(Document passage)
****************

From the Near Future Education Lab:

Assumption number 1: decent education has an really high entrance/access barrier.

If you have a lot of money, you don’t have a problem with the current education system. If you can afford the hundreds of thousands of dollars which are needed to attend the best (and not-so-best) schools in the world, you really do not feel the crisis. You have laboratories, personalised courses, a good student/professor ratio, tutoring, mentorship, auditoriums, libraries, equipment, etcetera, you have it all.

Too bad that not many people have all of this money. And even of the ones that do, most of them rely on Debt to obtain access to these schools, and debt – as we have learned – comes with an awful lot of implications.

Assumption number 2: current education models are mostly competitive rather than collaborative.

Competitive models may be adequate for the industrial era, but they are not for the networked, information/knowledge/communication era, which is based on collaboration, universal access and inclusion. All of which are critical to the creation of social capital and the ushering in of a sharing economy.


Assumption number 3: knowledge as a common.

Not only because, as Rifkin puts it, it allows for marginal costs to tend relentlessly towards zero, with all that this implies, but also (and most of all) because, as Bauwens frames it, in the framework defined by Contributory Commons (provided by the Civil Society) and Ethical/Solidary Economy (the Reframed Corporation), an Information & Knowledge Common is enabling and empowering, and should be defended as a strategic asset.

****************

(Records)
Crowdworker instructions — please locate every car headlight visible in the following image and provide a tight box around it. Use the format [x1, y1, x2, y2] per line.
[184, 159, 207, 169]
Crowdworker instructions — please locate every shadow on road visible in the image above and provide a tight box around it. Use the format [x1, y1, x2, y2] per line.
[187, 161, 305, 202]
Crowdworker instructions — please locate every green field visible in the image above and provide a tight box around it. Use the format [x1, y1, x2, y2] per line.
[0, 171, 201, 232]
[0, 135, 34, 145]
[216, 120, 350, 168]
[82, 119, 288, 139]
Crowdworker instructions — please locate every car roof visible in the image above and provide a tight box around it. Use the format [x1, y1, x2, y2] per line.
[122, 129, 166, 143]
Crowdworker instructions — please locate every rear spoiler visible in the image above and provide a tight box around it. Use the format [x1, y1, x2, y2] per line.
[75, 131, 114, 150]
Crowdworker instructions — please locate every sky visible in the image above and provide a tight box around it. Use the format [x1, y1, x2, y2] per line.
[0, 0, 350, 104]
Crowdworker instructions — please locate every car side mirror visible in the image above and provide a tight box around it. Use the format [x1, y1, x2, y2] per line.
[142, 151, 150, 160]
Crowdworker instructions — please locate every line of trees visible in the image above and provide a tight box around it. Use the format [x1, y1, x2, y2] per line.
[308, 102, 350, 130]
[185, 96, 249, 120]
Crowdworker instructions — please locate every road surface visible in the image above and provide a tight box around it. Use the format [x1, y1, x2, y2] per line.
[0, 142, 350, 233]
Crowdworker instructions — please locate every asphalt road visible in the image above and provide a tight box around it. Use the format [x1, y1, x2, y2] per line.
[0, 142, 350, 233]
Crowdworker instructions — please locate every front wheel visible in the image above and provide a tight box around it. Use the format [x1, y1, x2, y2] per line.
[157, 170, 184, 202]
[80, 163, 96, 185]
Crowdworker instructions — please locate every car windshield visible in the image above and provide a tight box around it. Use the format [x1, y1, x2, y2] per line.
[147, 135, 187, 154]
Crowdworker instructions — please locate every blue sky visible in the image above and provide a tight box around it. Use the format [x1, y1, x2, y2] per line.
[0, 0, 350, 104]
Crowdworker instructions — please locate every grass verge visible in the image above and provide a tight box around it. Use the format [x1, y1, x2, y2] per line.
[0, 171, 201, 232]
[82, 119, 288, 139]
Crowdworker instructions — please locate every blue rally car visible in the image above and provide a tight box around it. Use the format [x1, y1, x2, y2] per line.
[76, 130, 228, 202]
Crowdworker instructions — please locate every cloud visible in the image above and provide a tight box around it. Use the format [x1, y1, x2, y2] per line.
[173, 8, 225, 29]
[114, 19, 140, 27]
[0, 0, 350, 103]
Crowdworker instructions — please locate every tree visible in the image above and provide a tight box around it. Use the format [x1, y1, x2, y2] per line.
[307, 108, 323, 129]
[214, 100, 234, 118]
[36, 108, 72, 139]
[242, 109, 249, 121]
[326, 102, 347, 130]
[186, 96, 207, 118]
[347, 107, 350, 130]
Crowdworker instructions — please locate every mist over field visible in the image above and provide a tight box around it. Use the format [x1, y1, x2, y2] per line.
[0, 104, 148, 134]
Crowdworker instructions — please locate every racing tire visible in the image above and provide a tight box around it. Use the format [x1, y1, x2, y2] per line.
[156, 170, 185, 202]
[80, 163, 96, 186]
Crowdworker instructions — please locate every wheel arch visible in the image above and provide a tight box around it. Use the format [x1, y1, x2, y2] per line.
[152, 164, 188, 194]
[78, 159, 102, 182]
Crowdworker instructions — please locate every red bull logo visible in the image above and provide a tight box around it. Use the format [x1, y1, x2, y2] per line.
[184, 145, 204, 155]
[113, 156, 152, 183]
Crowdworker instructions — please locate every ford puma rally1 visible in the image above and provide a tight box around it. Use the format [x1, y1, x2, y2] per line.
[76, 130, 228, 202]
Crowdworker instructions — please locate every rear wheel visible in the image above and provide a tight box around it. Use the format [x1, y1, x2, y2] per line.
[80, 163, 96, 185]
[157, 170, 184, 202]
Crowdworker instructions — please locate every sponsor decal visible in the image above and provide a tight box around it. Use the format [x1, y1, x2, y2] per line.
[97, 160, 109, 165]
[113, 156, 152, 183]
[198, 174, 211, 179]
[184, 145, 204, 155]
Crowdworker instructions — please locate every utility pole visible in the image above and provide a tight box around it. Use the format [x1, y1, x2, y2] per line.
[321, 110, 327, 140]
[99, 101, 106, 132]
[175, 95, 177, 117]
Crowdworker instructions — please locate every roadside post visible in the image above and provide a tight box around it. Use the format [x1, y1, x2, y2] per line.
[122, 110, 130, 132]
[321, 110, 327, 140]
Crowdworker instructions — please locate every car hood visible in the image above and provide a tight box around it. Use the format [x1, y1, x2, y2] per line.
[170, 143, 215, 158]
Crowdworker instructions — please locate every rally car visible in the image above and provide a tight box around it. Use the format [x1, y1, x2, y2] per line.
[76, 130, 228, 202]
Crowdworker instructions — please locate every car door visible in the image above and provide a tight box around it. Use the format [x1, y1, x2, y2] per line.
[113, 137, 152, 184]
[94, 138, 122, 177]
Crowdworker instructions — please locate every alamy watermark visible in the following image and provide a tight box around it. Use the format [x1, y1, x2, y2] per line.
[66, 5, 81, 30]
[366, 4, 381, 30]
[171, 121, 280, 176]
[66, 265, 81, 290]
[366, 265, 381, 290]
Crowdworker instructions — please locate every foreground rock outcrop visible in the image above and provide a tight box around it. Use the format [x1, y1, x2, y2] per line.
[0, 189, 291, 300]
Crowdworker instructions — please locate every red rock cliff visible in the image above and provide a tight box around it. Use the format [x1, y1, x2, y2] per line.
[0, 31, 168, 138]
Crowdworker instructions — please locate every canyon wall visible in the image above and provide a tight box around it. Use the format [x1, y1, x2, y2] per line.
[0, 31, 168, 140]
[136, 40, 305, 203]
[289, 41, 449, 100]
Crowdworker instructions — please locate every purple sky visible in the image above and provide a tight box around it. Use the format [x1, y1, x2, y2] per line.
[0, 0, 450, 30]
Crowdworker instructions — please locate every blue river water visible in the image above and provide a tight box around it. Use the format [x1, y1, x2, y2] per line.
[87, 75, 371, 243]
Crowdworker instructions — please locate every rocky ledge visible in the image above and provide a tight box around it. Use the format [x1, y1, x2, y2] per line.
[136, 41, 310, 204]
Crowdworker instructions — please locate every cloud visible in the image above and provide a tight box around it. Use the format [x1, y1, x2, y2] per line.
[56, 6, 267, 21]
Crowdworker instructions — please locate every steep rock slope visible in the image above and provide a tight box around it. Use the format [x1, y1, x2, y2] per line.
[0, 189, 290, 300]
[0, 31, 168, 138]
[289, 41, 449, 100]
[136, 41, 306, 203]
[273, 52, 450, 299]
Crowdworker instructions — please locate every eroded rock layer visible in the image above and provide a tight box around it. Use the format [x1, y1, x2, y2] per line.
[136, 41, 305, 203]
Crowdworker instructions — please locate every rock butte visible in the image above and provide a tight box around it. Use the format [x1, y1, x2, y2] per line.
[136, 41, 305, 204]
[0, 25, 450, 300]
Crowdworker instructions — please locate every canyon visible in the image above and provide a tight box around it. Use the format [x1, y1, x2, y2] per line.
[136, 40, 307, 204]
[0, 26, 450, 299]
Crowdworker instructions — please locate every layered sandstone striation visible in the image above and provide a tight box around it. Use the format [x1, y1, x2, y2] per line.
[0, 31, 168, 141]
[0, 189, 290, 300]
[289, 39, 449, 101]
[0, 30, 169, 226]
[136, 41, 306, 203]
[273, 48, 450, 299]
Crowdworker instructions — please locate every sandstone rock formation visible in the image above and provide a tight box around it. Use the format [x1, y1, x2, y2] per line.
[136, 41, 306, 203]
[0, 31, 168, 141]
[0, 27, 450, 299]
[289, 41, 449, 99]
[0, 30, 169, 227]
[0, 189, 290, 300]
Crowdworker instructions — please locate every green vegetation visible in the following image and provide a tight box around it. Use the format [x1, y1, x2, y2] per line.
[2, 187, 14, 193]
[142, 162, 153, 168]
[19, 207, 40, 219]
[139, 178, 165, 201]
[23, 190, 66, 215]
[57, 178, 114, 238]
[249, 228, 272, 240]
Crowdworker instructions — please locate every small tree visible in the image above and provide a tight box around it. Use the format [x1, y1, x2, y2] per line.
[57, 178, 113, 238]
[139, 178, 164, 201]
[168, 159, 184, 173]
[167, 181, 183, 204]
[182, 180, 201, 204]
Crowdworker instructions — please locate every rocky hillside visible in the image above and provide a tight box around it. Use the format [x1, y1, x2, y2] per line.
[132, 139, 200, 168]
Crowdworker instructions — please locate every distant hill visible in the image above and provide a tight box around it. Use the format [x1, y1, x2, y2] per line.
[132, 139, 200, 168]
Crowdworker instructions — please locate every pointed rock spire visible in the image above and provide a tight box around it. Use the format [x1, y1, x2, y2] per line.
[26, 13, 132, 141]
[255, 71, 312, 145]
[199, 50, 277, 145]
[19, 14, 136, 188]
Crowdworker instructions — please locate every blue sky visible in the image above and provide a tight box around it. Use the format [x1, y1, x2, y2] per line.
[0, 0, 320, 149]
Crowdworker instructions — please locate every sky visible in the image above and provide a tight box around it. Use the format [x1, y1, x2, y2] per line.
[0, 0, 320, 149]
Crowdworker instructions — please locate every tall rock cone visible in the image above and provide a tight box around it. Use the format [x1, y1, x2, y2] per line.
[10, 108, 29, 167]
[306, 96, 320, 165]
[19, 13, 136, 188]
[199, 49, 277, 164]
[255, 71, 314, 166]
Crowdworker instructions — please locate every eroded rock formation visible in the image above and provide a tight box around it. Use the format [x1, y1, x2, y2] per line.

****************

(Exercise prompt)
Carry on the education assumptions passage from the Near Future Education Lab, picking up after its final sentence. The data is not needed here.

(Answer to the task)
Assumption number 4: perceptive, cognitive, attention and strategic models for education.

The ways in which we learn, collaborate, work, design and relate have radically changed. From a perceptive and cognitive point of view, and from the perspective which sees the emergence of novel modalities in which multiple disciplines converge, different roles become entangled, serendipitous actions become strategic and, in the passage from atoms to bits and back, the production of knowledge and information becomes a performance which is cultural and linguistic, and which is polyphonic, interconnected, emergent in nature.

Assumption number 5: need for a new definition of “value”.

From the P2PValue project page:

Commons-based peer production (CBPP) is a new and increasingly significant model of social innovation based on collaborative production by citizens through the Internet.

In this framework a novel definition of “value” must be found, encompassing the well-being of the ecosystem, and in a mutualistic sense, progressively loosing the definition of “value” determined by the market sale price of products and services, and embracing one which is mutually determined, at a peer-to-peer level."(http://nearfutureducationlab.nova100.ilsole24ore.com/)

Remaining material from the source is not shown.